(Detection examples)
○ ○ ○ ○
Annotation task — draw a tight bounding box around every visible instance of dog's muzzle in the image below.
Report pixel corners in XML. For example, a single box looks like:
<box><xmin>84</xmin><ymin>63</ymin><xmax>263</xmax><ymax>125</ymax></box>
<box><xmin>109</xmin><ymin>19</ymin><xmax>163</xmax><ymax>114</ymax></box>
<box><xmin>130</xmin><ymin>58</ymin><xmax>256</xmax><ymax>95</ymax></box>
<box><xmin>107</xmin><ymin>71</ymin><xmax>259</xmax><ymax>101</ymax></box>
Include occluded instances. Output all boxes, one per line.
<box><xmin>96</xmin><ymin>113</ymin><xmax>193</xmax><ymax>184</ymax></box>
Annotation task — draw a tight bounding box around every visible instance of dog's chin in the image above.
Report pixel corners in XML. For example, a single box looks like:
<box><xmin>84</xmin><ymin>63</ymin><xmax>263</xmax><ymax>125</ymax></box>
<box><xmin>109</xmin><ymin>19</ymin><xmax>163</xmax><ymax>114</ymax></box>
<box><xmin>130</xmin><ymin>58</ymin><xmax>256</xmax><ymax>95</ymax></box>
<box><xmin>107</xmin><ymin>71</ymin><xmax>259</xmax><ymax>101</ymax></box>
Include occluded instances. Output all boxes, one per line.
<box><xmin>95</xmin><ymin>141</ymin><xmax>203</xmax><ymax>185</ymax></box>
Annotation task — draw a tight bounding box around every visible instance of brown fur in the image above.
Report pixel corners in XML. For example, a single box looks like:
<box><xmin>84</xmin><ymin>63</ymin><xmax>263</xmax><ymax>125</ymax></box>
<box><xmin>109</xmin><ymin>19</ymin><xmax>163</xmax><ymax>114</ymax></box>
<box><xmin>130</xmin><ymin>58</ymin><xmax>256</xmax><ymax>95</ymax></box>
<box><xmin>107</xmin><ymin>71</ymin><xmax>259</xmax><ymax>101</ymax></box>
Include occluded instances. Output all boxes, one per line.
○ ○ ○ ○
(Instruction) Extract every line from the rows above that contains the string "bounding".

(The result)
Annotation task — draw a tight bounding box around every visible instance of dog's muzzle in the image below.
Annotation task — draw a tight bounding box around every visible instance of dog's chin in the image above.
Annotation task — draw a tight bounding box around every visible instance of brown fur in the image above.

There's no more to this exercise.